- [Objective] List the lines from the one containing "For each instance of the blonde" through the last line, inclusive, as a JSON list of strings with one string per line, leaving out blank lines.

Entries from a dataset
-----
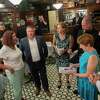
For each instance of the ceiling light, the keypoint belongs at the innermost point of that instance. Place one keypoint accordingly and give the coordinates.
(2, 5)
(57, 5)
(15, 2)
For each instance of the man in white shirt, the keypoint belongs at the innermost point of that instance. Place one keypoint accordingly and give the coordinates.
(34, 53)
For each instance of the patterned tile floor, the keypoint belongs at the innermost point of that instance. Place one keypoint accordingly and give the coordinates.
(62, 94)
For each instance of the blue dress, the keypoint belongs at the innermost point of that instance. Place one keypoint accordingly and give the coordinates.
(87, 90)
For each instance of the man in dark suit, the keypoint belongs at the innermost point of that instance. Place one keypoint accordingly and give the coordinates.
(34, 53)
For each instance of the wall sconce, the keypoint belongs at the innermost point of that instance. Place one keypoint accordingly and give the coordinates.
(57, 5)
(15, 2)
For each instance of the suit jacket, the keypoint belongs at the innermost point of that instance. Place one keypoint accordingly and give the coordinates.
(25, 48)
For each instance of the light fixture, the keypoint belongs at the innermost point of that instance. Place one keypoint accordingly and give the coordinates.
(2, 5)
(15, 2)
(57, 5)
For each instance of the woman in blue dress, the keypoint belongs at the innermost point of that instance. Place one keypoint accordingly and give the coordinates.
(88, 63)
(63, 44)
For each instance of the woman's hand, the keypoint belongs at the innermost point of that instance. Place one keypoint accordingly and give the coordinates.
(69, 51)
(93, 78)
(10, 69)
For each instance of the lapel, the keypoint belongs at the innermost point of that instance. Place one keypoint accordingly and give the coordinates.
(27, 46)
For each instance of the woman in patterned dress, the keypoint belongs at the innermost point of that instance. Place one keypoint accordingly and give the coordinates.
(63, 43)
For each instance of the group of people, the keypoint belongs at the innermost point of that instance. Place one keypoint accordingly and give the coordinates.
(33, 50)
(88, 40)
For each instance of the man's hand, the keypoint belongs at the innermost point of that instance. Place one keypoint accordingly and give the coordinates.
(93, 78)
(10, 69)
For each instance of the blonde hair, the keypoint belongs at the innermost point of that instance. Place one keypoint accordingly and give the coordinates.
(86, 39)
-----
- [Task answer]
[
  "For each instance of the blonde hair, the keypoint belongs at the innermost point of that instance. Place one keypoint accordingly and give the coordinates.",
  "(86, 39)"
]